* **EXTRACT**:
+--

December 30, 1990|STEVE HOCHMAN | Steve Hochman writes about pop music for The Times

Clint Black:

This Houston native's break came in 1987 when ZZ Top's manager Bill Ham heard a tape of Black. He had been been singing and songwriting seriously for about 10 years while making a living as an ironworker, fishing guide and at other odd jobs. His 1989 debut album, "Killin' Time," held the No. 1 spot on the country charts for 28 weeks and spawned five No. 1 singles, a record for a debut album. His second album, "Put Yourself in My Shoes," is currently No. 2 in country as well as a Top 20 entry on the pop charts.

Garth Brooks:

Born in Tulsa, Okla., and raised in nearby Yukon. His mother, the former Colleen Carroll, recorded country music in the '50s for Capitol Records--the same label Brooks is on--but didn't break into the charts. Brooks attended Oklahoma State University on a track and field scholarship and earned a degree in advertising. Settled in Nashville in 1987 despite a discouraging visit there in 1985. His first album, "Garth Brooks," slowly rose to top of country charts in 1989 and crossed over to pop as well. The follow-up, "No Fences," has sold more than 2 million, holding the No. 1 spot on the country charts and cracking the pop Top 20.

George Strait:

The 38-year-old Texan served in the Army in Hawaii and has a degree in agricultural education from Southwest Texas State University. It was in Hawaii that he first performed in a country band, which had been organized by the base commander. In the '80s, he had 20 No. 1 country singles and 11 gold albums (three of them platinum). He also was named entertainer of the year by the Country Music Assn. in 1989 and 1990.

Wynonna Judd:

Born in Ashland, Ky., in 1964 and raised in California, she names Bonnie Raitt and Elvis Presley among her influences. Will go solo next year after unprecedented success in the Judds duo with her more flamboyant mom, Naomi, who is retiring for health reasons. The Judds have won three Grammys and several straight Country Music Assn. vocal group and Academy of Country Music duet awards.

+--

* **INFORMATION PROVIDED**:

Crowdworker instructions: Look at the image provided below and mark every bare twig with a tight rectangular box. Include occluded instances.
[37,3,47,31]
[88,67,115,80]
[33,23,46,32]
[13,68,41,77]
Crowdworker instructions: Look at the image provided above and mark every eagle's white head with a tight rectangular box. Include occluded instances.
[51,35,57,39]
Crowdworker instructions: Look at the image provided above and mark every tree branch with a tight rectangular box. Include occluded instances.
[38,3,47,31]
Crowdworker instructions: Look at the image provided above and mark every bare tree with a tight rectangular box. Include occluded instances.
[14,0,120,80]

+--

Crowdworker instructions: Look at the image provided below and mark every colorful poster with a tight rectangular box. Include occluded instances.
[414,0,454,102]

+--

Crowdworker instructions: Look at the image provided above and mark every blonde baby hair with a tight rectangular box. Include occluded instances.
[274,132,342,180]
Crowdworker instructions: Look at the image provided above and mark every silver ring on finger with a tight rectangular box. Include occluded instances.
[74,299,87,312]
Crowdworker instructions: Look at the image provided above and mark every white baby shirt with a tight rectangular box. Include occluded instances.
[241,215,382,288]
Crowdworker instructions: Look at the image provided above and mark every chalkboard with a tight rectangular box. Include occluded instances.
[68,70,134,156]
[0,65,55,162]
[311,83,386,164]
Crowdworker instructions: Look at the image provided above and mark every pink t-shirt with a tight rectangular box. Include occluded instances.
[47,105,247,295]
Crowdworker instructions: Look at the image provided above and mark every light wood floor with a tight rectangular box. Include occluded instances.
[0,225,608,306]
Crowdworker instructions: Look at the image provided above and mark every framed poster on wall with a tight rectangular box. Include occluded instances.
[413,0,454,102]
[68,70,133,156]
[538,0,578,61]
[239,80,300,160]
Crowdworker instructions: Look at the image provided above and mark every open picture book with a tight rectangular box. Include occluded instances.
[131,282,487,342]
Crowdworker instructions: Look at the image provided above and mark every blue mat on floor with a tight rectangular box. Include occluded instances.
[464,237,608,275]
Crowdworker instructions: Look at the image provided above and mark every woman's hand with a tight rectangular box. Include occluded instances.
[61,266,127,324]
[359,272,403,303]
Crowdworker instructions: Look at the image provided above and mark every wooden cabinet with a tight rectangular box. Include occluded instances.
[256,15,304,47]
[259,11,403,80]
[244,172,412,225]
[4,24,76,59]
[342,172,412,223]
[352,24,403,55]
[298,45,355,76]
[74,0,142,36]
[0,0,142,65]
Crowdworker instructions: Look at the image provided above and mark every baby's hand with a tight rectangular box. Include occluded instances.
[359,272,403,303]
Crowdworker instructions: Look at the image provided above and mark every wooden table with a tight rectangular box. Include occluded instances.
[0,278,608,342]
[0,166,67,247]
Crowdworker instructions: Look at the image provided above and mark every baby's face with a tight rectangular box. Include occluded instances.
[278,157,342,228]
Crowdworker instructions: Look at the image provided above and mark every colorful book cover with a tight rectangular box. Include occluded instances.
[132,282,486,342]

+--

* **GOAL**: In the profiles of country singers, what subject was Garth Brooks's university degree in? The records come from a separate source, not from the profiles.

* **COMPLETE ANSWER**: Advertising.